- **Given problem**: Rewrite every line of the records below, wording included, but increase each coordinate in the points by 146. Omit the pictures from your answer.

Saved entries
◇ ◇ ◇ ◇ ◇

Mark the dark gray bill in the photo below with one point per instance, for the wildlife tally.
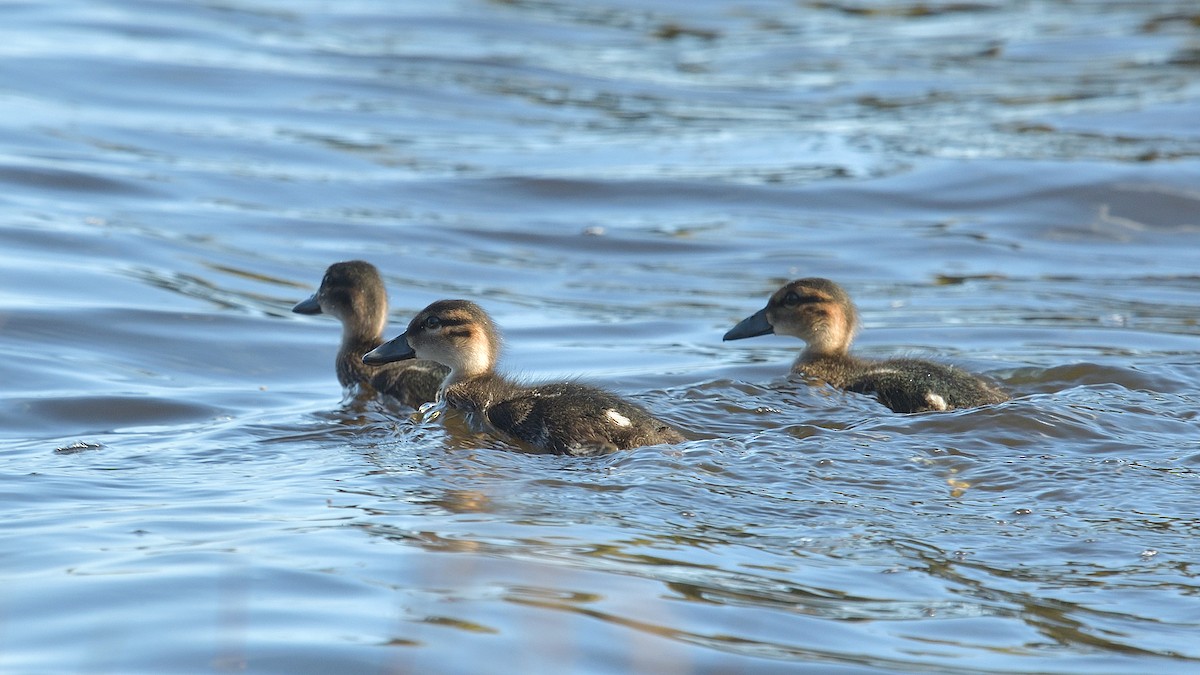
(751, 327)
(395, 350)
(307, 306)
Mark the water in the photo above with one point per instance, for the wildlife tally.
(1012, 186)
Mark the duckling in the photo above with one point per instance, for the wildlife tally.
(821, 312)
(354, 293)
(559, 418)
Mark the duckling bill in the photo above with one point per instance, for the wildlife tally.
(354, 293)
(821, 312)
(561, 418)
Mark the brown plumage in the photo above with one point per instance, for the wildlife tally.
(820, 312)
(353, 292)
(561, 418)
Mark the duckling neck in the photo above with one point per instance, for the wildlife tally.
(475, 393)
(834, 366)
(825, 347)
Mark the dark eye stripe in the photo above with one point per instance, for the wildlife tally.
(793, 299)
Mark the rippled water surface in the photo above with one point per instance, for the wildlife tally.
(1009, 186)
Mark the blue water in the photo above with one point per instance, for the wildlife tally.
(1008, 186)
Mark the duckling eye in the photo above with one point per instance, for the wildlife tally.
(793, 299)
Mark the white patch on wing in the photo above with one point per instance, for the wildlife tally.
(617, 418)
(935, 401)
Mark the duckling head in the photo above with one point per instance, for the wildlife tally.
(815, 310)
(457, 334)
(353, 292)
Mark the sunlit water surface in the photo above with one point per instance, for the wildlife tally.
(1011, 186)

◇ ◇ ◇ ◇ ◇

- **Answer to the problem**:
Mark the dark gray bill in the photo below with one point per instance, for the wildlife tally.
(897, 473)
(541, 496)
(453, 452)
Mark the water in the photo above with one point per instance, for the wildlife tally.
(1158, 332)
Mark the duckling in the photo above with one point per instance, for the wildlife tally.
(967, 458)
(500, 439)
(705, 564)
Mark the duckling bill in the photo above with one point per instance, for the wildlife tally.
(500, 439)
(967, 458)
(707, 564)
Mark the brown plumage in the photo above with one point per instance, for the wildlife tally.
(966, 458)
(499, 438)
(707, 564)
Mark the duckling neck in the photo above with one point per instance, for the wildlife tally.
(621, 539)
(980, 512)
(971, 493)
Mark the dark eye stripe in the photo above with one point per instance, for the wildlife tally.
(939, 445)
Mark the rippled water surface in the photo above with one point per instance, for the wildlife tally.
(1155, 332)
Mark the blue water in the photo above with one point per instance, for the wildlife tally.
(1154, 332)
Mark the duckling eye in the photo above with one point per instance, for the wildlife tally.
(939, 445)
Mark the white patch on wing in the photo above with one point per instance, for the wildlife tally.
(763, 564)
(1081, 547)
Mark the duckling head in the photo above with one point per instance, for the wildlife tally.
(961, 456)
(603, 480)
(499, 438)
Mark the sunlit water surface in the photo above with one point per instance, for the wildlife tally.
(1157, 332)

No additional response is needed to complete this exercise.